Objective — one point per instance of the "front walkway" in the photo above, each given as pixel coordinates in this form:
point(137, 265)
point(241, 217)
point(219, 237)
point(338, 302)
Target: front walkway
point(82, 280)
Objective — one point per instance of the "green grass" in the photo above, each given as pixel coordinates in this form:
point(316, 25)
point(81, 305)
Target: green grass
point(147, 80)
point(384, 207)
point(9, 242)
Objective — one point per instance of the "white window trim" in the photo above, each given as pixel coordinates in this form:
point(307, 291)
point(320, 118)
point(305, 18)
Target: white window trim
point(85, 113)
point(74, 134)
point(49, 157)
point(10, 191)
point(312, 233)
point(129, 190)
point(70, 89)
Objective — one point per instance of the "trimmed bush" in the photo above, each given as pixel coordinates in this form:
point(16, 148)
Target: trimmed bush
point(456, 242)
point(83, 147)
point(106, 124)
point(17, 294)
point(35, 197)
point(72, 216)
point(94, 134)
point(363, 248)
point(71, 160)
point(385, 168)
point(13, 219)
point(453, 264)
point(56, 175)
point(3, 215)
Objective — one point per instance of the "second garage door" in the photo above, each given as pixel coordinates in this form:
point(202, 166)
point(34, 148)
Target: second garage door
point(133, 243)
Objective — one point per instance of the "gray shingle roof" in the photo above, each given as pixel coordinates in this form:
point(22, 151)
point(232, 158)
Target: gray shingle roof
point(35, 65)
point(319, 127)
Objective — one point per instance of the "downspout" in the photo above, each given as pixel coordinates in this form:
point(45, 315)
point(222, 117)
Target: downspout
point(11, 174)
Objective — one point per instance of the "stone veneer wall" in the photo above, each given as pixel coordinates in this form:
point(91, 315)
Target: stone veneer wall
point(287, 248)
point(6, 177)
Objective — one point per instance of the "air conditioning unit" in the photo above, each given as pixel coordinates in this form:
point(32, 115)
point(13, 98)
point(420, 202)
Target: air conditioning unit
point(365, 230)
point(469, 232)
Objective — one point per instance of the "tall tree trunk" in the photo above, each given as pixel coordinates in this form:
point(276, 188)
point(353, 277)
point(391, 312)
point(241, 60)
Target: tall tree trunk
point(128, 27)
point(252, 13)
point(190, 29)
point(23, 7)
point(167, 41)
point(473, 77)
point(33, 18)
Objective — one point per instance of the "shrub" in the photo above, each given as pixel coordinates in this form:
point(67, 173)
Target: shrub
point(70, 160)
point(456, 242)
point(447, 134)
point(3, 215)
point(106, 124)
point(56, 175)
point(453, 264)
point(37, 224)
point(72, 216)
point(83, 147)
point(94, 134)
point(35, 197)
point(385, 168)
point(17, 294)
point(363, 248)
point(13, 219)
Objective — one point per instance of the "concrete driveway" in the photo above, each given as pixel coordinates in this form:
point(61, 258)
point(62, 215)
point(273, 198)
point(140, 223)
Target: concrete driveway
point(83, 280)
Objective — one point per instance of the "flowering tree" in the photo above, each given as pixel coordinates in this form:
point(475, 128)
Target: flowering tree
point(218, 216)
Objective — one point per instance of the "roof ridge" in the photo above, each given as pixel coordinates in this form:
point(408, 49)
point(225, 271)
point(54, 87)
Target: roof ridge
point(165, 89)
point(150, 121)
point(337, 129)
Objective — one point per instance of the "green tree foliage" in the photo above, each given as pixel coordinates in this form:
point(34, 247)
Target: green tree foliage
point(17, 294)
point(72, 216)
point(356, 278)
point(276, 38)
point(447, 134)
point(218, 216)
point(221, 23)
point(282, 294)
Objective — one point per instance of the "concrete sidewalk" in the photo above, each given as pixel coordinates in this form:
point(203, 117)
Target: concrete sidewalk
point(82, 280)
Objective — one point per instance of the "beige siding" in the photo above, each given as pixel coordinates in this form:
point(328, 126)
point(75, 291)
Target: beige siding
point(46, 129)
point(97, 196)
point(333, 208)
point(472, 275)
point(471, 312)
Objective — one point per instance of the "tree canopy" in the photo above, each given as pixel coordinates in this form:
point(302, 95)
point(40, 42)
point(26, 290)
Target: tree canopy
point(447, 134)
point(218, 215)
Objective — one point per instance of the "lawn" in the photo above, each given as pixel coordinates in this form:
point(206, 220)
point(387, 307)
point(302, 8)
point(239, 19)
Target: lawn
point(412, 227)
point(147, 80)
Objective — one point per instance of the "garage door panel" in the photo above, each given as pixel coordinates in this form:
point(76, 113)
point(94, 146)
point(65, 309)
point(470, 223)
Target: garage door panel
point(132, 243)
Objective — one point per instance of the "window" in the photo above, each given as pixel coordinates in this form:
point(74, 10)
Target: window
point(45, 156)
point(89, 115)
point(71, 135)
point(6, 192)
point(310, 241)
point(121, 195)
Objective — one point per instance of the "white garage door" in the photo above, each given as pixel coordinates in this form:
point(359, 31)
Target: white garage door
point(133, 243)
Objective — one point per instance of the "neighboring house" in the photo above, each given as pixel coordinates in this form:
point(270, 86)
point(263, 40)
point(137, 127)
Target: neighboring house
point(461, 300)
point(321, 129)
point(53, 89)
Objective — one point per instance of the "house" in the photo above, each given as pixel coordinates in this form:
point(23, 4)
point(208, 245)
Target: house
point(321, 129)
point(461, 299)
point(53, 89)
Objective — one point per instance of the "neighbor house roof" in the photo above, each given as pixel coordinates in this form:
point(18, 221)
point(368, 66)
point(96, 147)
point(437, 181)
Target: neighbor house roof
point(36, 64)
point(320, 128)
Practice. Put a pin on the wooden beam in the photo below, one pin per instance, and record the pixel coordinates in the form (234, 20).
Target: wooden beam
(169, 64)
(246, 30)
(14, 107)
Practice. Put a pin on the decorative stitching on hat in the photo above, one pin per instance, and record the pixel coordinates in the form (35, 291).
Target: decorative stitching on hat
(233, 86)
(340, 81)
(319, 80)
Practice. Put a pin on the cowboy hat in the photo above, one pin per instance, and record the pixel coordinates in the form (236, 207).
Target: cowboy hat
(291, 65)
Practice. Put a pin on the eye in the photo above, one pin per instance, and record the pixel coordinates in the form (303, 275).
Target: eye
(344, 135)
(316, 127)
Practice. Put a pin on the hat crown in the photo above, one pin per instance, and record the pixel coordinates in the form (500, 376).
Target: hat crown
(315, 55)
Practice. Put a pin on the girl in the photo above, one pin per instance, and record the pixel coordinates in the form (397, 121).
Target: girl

#### Action item
All of the entries above must be quoted exactly.

#### Expected answer
Objective — one point per instance of the "front walkway" in the photo above, each given as pixel coordinates in this form:
point(137, 265)
point(241, 217)
point(219, 237)
point(338, 302)
Target: front walkway
point(82, 280)
Objective — one point per instance of the "green grass" in the photo above, each given as pixel coordinates in this form:
point(316, 25)
point(81, 305)
Target: green grass
point(147, 80)
point(384, 207)
point(9, 242)
Objective — one point per instance of the "white window trim" in the photo above, each given as pixel coordinates in this form:
point(307, 291)
point(320, 118)
point(305, 18)
Target: white window trim
point(85, 113)
point(74, 134)
point(49, 157)
point(10, 191)
point(312, 233)
point(129, 190)
point(70, 89)
Objective — one point per instance of the "trimmed bush" in the photo above, each given as pixel coordinates in this form:
point(16, 148)
Target: trimmed bush
point(456, 242)
point(83, 147)
point(106, 124)
point(17, 294)
point(35, 197)
point(72, 216)
point(94, 134)
point(363, 248)
point(71, 160)
point(385, 168)
point(13, 219)
point(453, 264)
point(56, 175)
point(3, 215)
Objective — one point per instance of the "second garage door" in the photo above, each given as pixel coordinates in this form:
point(202, 166)
point(34, 148)
Target: second garage door
point(133, 243)
Objective — one point per instance of the "gray shingle roof" in the photo above, each given as pixel coordinates in this form:
point(22, 151)
point(232, 158)
Target: gray shingle roof
point(35, 65)
point(319, 127)
Objective — one point per instance of the "downspout" in the photo above, each given as pixel coordinates in this form:
point(45, 315)
point(222, 117)
Target: downspout
point(11, 174)
Objective — one point per instance of the "stone veneer wall" in the photo above, each given as pixel coordinates in this form:
point(91, 315)
Target: stone veneer wall
point(287, 248)
point(6, 177)
Objective — one point per instance of the "air conditioning unit" in the photo above, each given as pixel coordinates in this form:
point(32, 115)
point(13, 98)
point(420, 202)
Target: air conditioning unit
point(365, 230)
point(469, 232)
Objective — one point per instance of the "tall tree trunk" in the photo above, each given as pixel coordinates in this form:
point(276, 188)
point(353, 277)
point(391, 312)
point(241, 60)
Target: tall tree trunk
point(128, 27)
point(252, 13)
point(190, 29)
point(23, 7)
point(167, 41)
point(473, 77)
point(33, 18)
Objective — one point per instance of the "shrub" in the photo above, each given as pixel coordinates in this form:
point(67, 173)
Target: shrub
point(70, 160)
point(456, 242)
point(447, 134)
point(3, 215)
point(106, 124)
point(56, 175)
point(453, 264)
point(37, 224)
point(72, 216)
point(83, 147)
point(94, 134)
point(35, 197)
point(385, 168)
point(17, 294)
point(363, 248)
point(13, 219)
Objective — one point per instance of the "concrete driveway" in the photo above, each given as pixel coordinates in this form:
point(61, 258)
point(62, 215)
point(273, 198)
point(140, 223)
Target: concrete driveway
point(83, 280)
Objective — one point per instance of the "flowering tree" in the photo above, each given as pixel coordinates in this form:
point(475, 128)
Target: flowering tree
point(218, 216)
Objective — one point per instance of the "roof ridge" in the photo above, each given as pixel coordinates in this form:
point(408, 49)
point(225, 271)
point(54, 87)
Target: roof ridge
point(165, 89)
point(150, 121)
point(337, 129)
Objective — one point per instance of the "green tree foliage" in the photo above, each given as pixel coordinates in this form:
point(34, 247)
Target: green tree foliage
point(17, 294)
point(72, 216)
point(356, 278)
point(276, 38)
point(447, 134)
point(218, 216)
point(221, 23)
point(282, 294)
Objective — one point per instance of the "concrete sidewalk" in the photo above, each given as pixel coordinates in this form:
point(203, 117)
Target: concrete sidewalk
point(82, 280)
Objective — one point per instance of the "beige siding" in the photo above, each given as pixel coordinates in this form:
point(328, 126)
point(75, 291)
Target: beige siding
point(46, 129)
point(97, 196)
point(333, 208)
point(472, 275)
point(471, 312)
Objective — one point per instance of the "tree canopy" in the photo above, each given as pixel coordinates in this form:
point(302, 95)
point(40, 42)
point(26, 290)
Target: tree canopy
point(447, 134)
point(218, 215)
Objective — one point per instance of the "lawn" in the photo above, each given as pixel coordinates in this form:
point(206, 220)
point(387, 307)
point(302, 8)
point(239, 19)
Target: lawn
point(412, 227)
point(147, 80)
Objective — one point per instance of the "garage door panel" in the photo above, each given as pixel coordinates in this form:
point(76, 113)
point(94, 146)
point(65, 309)
point(470, 223)
Target: garage door panel
point(132, 243)
Objective — one point per instance of the "window" in the photo above, each given as pixel coordinates in this form:
point(74, 10)
Target: window
point(45, 156)
point(89, 115)
point(71, 135)
point(6, 192)
point(310, 241)
point(121, 195)
Objective — one point per instance of the "white garage door" in the photo above, each given as pixel coordinates in this form:
point(359, 31)
Target: white garage door
point(133, 243)
Objective — one point per instance of the "neighboring house" in the photo above, each given as pixel coordinates in this form:
point(270, 86)
point(263, 40)
point(137, 127)
Target: neighboring house
point(461, 300)
point(321, 129)
point(53, 89)
Objective — one point per instance of the "house" in the photo above, each given as pixel coordinates in this form:
point(23, 4)
point(208, 245)
Target: house
point(321, 129)
point(461, 299)
point(53, 89)
Objective — one point per instance of the "neighbor house roof" in the photo above, each given as pixel coordinates in this form:
point(18, 221)
point(368, 66)
point(96, 147)
point(437, 181)
Target: neighbor house roof
point(36, 64)
point(320, 128)
Practice. Put a pin on the wooden beam in the photo below, one pin per instance, and record the pixel coordinates in the form (234, 20).
Target: wooden beam
(169, 64)
(246, 30)
(14, 107)
Practice. Put a pin on the decorative stitching on hat in the photo above, one pin per instance, and record the pixel coordinates in the form (35, 291).
Target: decorative stitching on hat
(233, 86)
(340, 81)
(319, 80)
Practice. Put a pin on the cowboy hat in the photo above, one pin per instance, and record the pixel coordinates in the form (236, 207).
Target: cowboy hat
(291, 65)
Practice. Put a pin on the eye in the photo above, one pin per instance, and record the pixel coordinates in the form (303, 275).
Target: eye
(344, 135)
(316, 127)
Practice. Put a pin on the hat crown in the photo above, one pin per instance, and record the pixel coordinates in the form (500, 376).
Target: hat crown
(315, 55)
Practice. Put a pin on the girl in the photo above, one pin per instance, and record the pixel coordinates in the form (397, 121).
Target: girl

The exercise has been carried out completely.